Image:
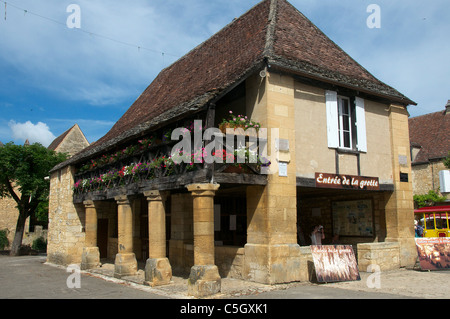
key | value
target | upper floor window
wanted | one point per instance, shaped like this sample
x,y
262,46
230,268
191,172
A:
x,y
346,122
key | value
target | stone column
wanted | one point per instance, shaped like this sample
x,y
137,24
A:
x,y
400,204
125,263
157,269
91,254
204,279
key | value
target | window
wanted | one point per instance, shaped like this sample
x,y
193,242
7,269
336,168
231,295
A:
x,y
346,122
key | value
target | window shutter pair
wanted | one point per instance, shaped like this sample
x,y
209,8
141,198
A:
x,y
333,121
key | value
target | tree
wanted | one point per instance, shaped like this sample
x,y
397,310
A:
x,y
22,177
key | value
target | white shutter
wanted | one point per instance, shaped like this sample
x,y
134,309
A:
x,y
332,119
361,125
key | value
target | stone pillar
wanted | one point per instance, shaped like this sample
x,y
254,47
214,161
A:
x,y
125,263
157,269
91,254
400,204
204,279
272,254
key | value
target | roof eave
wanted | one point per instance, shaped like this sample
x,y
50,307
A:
x,y
287,66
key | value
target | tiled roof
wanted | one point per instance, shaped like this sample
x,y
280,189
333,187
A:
x,y
272,32
432,133
53,145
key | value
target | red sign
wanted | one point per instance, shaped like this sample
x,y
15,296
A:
x,y
325,180
335,263
434,253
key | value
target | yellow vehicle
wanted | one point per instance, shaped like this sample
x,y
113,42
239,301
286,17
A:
x,y
434,220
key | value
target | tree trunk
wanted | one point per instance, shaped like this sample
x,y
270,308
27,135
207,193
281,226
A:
x,y
20,228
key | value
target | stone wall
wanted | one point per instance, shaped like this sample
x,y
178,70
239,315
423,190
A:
x,y
65,230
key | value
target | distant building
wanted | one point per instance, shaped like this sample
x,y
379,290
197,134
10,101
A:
x,y
71,142
341,159
430,144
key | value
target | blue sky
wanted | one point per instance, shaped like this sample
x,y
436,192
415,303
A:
x,y
53,77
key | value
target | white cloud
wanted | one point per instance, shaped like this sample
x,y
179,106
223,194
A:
x,y
34,133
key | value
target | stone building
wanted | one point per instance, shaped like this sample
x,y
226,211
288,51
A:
x,y
430,145
71,142
338,143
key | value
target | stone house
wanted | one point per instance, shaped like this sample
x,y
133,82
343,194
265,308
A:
x,y
71,142
338,143
430,145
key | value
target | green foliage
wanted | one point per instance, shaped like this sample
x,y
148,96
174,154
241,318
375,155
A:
x,y
23,172
4,242
26,166
428,199
39,244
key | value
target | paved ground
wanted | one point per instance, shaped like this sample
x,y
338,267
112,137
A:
x,y
29,277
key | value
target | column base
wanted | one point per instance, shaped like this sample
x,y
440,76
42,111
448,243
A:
x,y
158,272
272,264
204,281
125,265
90,258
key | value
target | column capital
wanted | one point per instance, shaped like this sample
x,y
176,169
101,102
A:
x,y
156,195
122,200
203,189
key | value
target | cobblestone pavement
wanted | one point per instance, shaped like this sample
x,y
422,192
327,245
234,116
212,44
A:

Exercise directions =
Show each line of the data that contains the word "shutter".

Exercise answer =
target | window shutter pair
target | white shutter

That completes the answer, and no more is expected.